» **STATED TASK 1**
Repeat the passage on the £80,000 word for word, beginning at the words "In my opinion, it" and ending after the words "is matrimonial property.".
» **STATED TASK 2**
Summarize the passage on the £80,000 in two sentences.

» **PASSAGE**

***

In light of this finding in fact the sheriff found in fact and law that as at the relevant date "the £80,000 deposited with Harewood Ridge on behalf of the pursuer was matrimonial property".
[6] The sheriff dealt with the issue whether this sum of £80,000 was matrimonial property at pages 41/2 of his note where he wrote:
This sum was paid out of the company's bank account on 31 March and returned to that account on 12 July, both 2007. The pursuer's evidence on this matter was inconsistent. On the first day of the proof, his position was that the £80,000 was transferred from Westerton's bank account "to create" a pension for him. (Transcript p. 28). That was stated just prior to the adjournment for lunch. By the afternoon, his position was that the £80,000 had been transferred "on the possibility" that a pension might be created. (Transcript p. 39). The pursuer's submission was that there never was a policy, that the sum was not in the name of either of the parties, and its source was the company, rather than the marriage. Accordingly it ought to be left out of account on the basis that it was not a matrimonial asset at the relevant date, and further that regard had to be had to the source of the funds as mentioned in section 10(6) of the 1985 Act.
In my opinion, it is of no consequence that a pension was never created. The funds were transferred from the company on the pursuer's instructions and the funds remained subject to his instructions, (albeit as "Westerton,") as is evidenced by the transfer back to the company on his instructions so that, if the pursuer is to be believed, the company could purchase equipment. The sum of £80,000 was under his control and at his disposal between the two dates mentioned. That being so, it is matrimonial property.

***

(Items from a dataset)
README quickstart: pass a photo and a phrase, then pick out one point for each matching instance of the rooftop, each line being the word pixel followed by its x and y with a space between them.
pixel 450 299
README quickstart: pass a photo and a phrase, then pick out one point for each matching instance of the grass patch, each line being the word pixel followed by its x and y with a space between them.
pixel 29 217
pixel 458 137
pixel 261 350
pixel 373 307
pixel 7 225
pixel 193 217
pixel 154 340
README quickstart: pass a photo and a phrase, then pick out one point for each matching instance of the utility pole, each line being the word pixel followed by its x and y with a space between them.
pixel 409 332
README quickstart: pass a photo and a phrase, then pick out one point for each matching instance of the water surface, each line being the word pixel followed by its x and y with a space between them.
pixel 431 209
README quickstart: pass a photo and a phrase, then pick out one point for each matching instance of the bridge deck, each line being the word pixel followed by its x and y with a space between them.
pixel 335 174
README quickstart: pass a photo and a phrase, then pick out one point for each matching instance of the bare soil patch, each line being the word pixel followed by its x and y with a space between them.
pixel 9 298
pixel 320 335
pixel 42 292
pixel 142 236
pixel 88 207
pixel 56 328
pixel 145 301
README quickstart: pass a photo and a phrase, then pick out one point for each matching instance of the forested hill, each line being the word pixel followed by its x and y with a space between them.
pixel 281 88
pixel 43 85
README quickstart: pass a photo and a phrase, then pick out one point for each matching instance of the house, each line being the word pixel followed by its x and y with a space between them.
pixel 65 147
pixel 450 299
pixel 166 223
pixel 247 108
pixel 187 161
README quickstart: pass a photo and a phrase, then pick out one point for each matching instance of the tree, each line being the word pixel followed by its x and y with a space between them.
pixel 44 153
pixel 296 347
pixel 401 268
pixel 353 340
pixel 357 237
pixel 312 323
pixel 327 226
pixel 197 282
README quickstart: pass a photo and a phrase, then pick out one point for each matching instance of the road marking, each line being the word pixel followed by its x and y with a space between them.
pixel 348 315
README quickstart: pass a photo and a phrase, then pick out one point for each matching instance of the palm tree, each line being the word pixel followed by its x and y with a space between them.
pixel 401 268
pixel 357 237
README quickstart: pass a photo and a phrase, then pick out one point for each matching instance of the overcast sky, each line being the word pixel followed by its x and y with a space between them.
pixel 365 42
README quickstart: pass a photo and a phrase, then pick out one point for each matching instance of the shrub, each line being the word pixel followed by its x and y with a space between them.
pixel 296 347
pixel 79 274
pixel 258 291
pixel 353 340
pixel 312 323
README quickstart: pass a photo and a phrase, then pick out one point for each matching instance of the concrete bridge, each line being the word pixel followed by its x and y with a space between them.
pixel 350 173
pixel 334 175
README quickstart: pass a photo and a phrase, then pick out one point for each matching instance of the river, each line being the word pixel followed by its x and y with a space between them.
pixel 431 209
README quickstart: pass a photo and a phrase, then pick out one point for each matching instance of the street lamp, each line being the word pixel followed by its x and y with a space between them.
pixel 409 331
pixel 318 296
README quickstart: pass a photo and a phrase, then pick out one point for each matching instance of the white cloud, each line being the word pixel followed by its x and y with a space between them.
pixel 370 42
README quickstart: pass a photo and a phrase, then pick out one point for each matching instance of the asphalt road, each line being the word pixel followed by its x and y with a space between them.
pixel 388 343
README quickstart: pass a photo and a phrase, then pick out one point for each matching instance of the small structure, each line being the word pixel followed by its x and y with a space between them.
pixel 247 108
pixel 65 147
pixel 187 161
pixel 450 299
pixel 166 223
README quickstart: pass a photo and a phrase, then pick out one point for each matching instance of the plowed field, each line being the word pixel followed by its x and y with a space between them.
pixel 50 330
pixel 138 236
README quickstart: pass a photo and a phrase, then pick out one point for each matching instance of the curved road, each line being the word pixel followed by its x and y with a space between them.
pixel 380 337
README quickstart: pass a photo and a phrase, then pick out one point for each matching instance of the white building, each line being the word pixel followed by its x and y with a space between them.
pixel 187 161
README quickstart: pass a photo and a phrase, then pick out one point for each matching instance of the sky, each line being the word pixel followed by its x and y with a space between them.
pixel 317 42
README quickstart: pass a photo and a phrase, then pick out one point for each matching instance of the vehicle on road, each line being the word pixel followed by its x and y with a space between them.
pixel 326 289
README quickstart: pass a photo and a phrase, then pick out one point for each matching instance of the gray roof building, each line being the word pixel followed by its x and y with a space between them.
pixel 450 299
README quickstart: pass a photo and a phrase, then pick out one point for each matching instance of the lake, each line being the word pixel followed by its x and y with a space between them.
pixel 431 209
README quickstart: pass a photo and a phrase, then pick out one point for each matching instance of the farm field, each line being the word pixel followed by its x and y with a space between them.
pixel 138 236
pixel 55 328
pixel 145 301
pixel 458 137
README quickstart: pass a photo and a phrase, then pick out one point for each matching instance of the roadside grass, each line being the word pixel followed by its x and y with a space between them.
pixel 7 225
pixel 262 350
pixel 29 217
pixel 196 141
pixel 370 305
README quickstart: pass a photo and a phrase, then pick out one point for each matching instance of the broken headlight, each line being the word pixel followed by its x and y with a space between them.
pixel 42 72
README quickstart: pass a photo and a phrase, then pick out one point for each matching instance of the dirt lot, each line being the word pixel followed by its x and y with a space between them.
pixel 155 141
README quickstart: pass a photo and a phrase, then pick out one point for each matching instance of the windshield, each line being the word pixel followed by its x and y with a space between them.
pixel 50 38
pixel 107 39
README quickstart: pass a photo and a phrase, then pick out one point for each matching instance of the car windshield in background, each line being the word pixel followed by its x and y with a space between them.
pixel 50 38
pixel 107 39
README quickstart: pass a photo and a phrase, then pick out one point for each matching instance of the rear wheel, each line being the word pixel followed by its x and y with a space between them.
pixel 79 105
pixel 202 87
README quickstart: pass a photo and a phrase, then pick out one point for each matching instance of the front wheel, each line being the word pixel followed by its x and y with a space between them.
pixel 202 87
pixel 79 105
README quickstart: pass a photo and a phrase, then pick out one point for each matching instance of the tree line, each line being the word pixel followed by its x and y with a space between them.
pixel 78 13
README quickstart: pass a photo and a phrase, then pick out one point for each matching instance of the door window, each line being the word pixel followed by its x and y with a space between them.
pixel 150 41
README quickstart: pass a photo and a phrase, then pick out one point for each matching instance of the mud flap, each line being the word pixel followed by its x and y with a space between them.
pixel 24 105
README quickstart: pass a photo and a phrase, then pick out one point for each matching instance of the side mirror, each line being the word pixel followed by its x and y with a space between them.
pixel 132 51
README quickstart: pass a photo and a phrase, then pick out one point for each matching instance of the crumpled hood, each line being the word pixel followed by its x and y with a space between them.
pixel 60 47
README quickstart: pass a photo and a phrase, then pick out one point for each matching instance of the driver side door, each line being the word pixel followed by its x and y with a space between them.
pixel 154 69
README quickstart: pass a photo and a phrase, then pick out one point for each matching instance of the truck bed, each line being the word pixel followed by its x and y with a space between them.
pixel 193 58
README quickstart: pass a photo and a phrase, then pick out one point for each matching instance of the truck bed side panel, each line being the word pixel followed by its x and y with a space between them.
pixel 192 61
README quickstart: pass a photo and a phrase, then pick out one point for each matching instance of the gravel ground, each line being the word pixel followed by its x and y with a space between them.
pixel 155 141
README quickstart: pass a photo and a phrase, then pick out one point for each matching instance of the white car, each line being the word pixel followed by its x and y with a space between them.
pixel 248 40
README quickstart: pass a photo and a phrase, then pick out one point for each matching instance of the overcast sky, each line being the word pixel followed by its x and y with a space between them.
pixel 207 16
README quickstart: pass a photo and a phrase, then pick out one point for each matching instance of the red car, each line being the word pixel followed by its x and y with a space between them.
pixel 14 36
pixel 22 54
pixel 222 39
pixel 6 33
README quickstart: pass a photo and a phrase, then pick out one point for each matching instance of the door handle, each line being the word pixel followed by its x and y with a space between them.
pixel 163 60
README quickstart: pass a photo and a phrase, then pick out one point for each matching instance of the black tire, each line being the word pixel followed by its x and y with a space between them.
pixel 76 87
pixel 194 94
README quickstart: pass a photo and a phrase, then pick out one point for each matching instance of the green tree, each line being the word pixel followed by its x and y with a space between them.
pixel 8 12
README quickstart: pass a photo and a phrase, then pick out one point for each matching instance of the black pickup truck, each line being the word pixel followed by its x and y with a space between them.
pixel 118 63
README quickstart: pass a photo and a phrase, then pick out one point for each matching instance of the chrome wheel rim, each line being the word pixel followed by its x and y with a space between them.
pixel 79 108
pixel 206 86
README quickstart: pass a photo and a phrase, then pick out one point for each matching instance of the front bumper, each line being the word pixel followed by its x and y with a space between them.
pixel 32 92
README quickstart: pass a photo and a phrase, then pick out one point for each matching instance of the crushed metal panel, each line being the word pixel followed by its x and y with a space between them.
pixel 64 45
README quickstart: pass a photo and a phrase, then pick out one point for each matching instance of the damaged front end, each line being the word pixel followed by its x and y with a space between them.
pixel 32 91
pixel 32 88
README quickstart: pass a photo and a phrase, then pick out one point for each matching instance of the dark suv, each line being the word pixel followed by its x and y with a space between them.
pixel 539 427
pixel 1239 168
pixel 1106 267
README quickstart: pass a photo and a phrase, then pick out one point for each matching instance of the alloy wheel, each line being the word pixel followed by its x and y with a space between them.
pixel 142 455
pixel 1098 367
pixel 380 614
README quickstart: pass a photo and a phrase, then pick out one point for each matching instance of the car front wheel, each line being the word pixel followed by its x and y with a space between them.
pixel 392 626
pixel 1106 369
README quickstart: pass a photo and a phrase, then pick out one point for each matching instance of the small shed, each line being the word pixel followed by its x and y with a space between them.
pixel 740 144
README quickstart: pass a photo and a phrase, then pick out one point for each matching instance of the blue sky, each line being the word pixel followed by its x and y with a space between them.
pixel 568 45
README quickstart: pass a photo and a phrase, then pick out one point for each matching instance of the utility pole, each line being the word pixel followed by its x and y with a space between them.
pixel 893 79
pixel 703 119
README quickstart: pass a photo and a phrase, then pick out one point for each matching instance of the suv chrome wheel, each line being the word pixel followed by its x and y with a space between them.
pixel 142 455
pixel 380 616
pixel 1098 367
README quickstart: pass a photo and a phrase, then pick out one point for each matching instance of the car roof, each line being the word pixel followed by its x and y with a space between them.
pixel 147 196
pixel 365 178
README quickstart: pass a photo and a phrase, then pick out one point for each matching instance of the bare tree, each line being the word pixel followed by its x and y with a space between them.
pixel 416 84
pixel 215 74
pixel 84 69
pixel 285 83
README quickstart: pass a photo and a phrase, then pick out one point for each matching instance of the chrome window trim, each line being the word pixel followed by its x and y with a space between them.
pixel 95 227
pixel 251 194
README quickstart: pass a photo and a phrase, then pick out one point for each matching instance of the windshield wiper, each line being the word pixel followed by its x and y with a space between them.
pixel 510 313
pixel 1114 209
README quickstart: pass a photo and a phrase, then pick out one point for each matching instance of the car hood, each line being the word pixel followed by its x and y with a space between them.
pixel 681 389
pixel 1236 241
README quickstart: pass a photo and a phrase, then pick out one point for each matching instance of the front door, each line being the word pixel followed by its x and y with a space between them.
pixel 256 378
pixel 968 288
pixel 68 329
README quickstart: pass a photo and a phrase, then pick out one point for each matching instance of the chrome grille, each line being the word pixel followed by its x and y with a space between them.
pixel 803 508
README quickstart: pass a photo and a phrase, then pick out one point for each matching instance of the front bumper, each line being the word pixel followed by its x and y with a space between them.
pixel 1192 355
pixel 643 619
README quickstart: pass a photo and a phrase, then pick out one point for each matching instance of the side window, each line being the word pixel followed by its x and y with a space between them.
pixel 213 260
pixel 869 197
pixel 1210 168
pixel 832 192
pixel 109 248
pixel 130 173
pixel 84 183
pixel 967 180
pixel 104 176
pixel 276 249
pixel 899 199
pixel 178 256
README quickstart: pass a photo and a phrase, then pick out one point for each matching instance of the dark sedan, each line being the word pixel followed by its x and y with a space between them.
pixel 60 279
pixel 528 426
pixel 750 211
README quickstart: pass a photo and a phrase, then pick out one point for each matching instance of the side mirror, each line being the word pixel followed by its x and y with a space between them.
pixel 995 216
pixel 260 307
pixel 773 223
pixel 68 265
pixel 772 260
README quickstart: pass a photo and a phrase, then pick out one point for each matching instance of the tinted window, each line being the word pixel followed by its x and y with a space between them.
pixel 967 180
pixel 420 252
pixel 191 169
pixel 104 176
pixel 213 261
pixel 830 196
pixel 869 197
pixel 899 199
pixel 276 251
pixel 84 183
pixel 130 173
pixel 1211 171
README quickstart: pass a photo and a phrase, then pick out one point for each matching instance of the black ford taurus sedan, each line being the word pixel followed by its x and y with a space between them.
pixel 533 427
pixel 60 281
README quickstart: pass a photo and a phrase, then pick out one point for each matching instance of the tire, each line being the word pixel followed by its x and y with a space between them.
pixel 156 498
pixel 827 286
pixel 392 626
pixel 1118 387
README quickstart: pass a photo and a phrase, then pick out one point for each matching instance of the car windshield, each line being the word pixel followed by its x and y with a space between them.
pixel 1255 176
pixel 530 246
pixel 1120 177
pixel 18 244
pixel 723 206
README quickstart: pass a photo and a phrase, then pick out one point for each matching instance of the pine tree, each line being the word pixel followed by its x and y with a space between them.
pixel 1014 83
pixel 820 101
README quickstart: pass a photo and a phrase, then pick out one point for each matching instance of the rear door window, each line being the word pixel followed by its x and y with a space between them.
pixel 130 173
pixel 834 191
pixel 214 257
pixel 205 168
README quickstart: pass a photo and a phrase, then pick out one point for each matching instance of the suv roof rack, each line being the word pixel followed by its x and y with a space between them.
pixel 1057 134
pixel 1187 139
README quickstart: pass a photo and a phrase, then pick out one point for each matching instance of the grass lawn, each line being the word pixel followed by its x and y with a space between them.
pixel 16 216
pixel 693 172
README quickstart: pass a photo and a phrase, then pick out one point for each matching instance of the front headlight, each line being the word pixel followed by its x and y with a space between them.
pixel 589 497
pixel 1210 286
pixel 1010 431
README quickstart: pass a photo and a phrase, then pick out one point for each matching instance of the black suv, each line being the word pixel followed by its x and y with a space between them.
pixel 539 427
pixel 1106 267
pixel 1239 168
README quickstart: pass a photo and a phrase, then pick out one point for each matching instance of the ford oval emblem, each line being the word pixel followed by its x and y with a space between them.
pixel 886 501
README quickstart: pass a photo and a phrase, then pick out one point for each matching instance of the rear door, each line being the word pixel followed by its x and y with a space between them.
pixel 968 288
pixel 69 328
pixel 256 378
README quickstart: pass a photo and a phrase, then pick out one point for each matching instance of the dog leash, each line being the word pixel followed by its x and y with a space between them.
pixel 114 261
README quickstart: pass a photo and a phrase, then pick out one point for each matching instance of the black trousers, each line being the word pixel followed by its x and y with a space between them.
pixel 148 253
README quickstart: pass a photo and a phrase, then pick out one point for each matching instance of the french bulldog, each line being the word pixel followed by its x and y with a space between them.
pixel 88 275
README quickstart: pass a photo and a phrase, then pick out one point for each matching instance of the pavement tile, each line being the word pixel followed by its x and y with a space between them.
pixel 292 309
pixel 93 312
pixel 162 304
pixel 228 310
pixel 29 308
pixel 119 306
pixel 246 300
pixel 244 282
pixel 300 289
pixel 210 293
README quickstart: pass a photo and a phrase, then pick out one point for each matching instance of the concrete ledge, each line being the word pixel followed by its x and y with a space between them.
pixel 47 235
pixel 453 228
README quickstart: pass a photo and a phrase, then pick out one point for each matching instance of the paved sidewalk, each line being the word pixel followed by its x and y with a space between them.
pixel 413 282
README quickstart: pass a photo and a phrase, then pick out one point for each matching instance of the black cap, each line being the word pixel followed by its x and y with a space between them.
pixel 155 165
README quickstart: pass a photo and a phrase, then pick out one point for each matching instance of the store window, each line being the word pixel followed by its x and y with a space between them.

***

» **CORRECT RESULT 1**
In my opinion, it is of no consequence that a pension was never created. The funds were transferred from the company on the pursuer's instructions and the funds remained subject to his instructions, (albeit as "Westerton,") as is evidenced by the transfer back to the company on his instructions so that, if the pursuer is to be believed, the company could purchase equipment. The sum of £80,000 was under his control and at his disposal between the two dates mentioned. That being so, it is matrimonial property.

» **CORRECT RESULT 2**
The sheriff found that the £80,000 deposited with Harewood Ridge on the pursuer's behalf was matrimonial property at the relevant date. He rejected the pursuer's submission that no policy ever existed, that the sum was in neither party's name and that it came from the company, holding instead that the lack of a pension was of no consequence because the funds were transferred on the pursuer's instructions and remained under his control between 31 March and 12 July 2007.